■ **What needs to be done**:
Rewrite the lines of the items below, changing "in this picture" to "in this image" and keeping everything else the same. Leave the pictures out.
::::
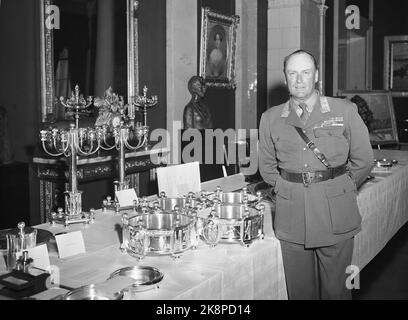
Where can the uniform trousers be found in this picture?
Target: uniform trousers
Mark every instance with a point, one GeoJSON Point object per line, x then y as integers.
{"type": "Point", "coordinates": [317, 273]}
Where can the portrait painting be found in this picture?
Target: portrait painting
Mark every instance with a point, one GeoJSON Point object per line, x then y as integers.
{"type": "Point", "coordinates": [396, 64]}
{"type": "Point", "coordinates": [377, 111]}
{"type": "Point", "coordinates": [218, 46]}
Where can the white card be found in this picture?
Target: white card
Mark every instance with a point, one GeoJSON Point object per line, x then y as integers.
{"type": "Point", "coordinates": [179, 180]}
{"type": "Point", "coordinates": [126, 197]}
{"type": "Point", "coordinates": [70, 244]}
{"type": "Point", "coordinates": [3, 266]}
{"type": "Point", "coordinates": [40, 256]}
::::
■ **Exercise response**:
Where can the uniform trousers be found in this image?
Target: uniform trousers
Mark every instance with a point, one GeoJSON Point object per line, x then y as integers.
{"type": "Point", "coordinates": [317, 273]}
Where can the portrait painting be found in this image?
Target: portrait painting
Mark every instance with a point, one GeoJSON Point object per line, x then y as integers.
{"type": "Point", "coordinates": [396, 64]}
{"type": "Point", "coordinates": [377, 111]}
{"type": "Point", "coordinates": [218, 46]}
Where can the white card be found in this image?
Target: white card
Mark every instance with a point, one GeoJSON Point object per line, x then y as integers.
{"type": "Point", "coordinates": [179, 180]}
{"type": "Point", "coordinates": [126, 197]}
{"type": "Point", "coordinates": [70, 244]}
{"type": "Point", "coordinates": [3, 266]}
{"type": "Point", "coordinates": [40, 256]}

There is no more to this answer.